▶ Data shown:

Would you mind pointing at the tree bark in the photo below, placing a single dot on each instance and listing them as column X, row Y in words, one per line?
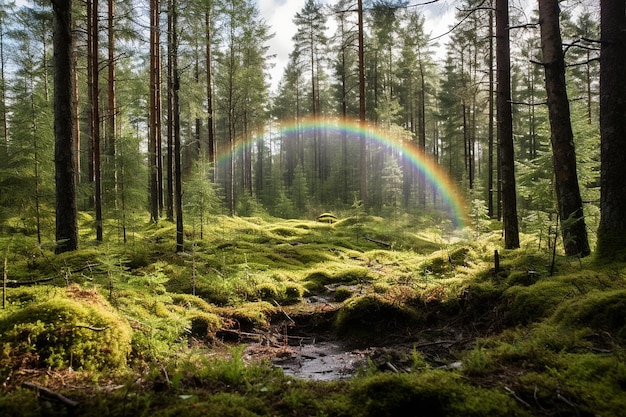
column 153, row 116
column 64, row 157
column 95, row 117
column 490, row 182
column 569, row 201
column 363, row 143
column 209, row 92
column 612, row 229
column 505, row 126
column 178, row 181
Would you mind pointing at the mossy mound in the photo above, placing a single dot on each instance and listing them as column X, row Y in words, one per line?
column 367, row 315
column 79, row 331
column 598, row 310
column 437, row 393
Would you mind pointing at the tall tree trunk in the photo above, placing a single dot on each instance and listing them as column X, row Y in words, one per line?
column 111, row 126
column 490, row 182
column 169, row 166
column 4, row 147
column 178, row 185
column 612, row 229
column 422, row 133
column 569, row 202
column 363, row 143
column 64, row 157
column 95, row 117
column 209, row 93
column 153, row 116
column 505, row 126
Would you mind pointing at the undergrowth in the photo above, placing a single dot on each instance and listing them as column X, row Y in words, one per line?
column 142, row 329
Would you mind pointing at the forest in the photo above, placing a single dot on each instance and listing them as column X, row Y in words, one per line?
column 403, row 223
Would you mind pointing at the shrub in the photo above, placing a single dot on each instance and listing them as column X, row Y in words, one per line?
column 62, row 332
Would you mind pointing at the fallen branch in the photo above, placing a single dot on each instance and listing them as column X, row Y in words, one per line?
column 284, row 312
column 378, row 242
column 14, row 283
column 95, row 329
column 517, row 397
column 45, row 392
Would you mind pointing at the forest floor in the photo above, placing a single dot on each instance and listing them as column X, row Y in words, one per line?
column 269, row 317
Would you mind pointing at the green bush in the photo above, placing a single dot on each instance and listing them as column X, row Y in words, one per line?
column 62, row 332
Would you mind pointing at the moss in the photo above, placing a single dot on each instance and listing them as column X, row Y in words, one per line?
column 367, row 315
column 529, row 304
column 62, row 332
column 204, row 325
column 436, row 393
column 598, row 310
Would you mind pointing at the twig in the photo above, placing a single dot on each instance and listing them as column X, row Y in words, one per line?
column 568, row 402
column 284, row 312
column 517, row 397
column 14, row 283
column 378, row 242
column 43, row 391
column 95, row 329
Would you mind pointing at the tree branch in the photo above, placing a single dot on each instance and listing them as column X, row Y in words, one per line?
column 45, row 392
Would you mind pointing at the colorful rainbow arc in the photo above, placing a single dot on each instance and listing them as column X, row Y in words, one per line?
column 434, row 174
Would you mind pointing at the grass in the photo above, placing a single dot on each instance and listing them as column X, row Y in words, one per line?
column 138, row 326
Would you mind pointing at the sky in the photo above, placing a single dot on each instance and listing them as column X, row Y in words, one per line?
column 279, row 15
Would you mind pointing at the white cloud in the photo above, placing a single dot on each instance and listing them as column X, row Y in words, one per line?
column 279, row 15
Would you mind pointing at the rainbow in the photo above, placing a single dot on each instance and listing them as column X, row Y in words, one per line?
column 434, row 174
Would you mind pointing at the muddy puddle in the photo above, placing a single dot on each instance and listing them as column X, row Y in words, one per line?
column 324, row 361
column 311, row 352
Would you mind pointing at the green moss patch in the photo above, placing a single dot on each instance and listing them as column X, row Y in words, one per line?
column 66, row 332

...

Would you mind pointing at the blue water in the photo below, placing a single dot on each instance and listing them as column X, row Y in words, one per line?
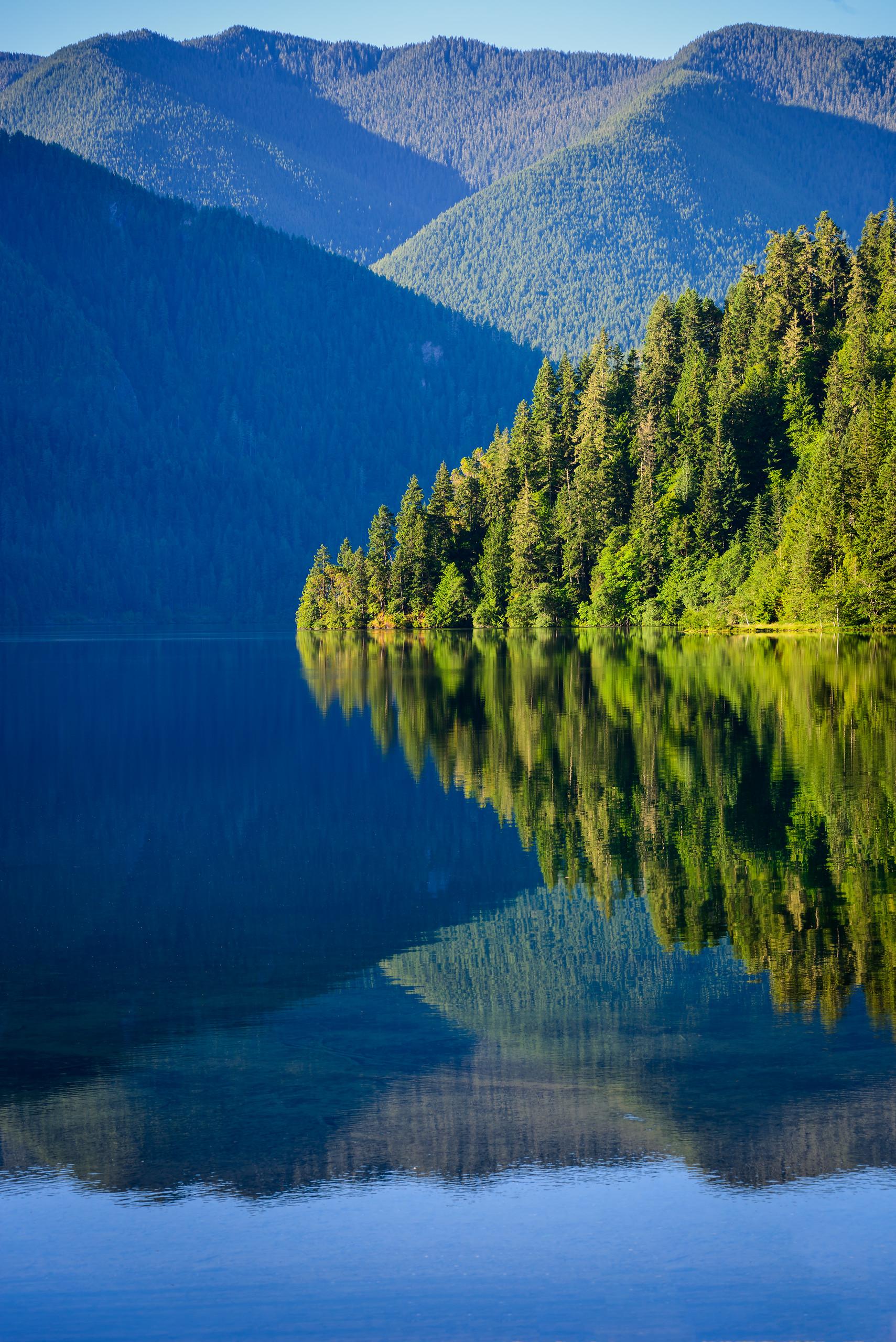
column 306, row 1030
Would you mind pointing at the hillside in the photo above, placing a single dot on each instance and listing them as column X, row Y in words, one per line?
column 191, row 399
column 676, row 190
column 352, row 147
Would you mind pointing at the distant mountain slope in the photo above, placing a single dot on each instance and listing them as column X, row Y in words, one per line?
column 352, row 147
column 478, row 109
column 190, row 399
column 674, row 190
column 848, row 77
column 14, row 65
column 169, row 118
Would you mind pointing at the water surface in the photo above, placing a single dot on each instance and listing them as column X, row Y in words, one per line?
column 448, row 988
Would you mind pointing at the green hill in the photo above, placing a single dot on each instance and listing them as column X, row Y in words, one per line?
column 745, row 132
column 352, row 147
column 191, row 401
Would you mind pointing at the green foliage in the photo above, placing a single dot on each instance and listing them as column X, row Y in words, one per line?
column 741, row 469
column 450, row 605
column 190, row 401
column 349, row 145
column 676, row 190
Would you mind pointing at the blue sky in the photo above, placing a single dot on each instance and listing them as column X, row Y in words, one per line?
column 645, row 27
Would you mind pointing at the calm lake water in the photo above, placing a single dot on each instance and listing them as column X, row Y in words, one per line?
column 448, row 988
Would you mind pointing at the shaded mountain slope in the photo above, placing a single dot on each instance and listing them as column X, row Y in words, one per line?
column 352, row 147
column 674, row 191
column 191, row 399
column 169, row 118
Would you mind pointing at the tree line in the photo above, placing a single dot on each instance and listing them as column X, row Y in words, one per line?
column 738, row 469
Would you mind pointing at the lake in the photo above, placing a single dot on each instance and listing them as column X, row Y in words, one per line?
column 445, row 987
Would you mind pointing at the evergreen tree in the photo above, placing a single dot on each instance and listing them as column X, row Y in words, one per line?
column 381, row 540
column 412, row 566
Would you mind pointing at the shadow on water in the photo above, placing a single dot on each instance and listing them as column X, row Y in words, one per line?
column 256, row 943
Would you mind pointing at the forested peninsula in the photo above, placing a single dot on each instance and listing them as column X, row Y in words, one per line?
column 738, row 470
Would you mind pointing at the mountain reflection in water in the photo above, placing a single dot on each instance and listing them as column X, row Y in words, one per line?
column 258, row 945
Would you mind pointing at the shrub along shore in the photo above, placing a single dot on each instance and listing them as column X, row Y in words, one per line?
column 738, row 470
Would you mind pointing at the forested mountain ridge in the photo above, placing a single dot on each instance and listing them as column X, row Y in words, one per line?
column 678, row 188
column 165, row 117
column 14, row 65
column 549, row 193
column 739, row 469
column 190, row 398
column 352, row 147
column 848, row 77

▶ Exercise brief: Work out how many rows above contain the string "forested", with case counting, and reply with the number alone.

▶ Solution to this task: 2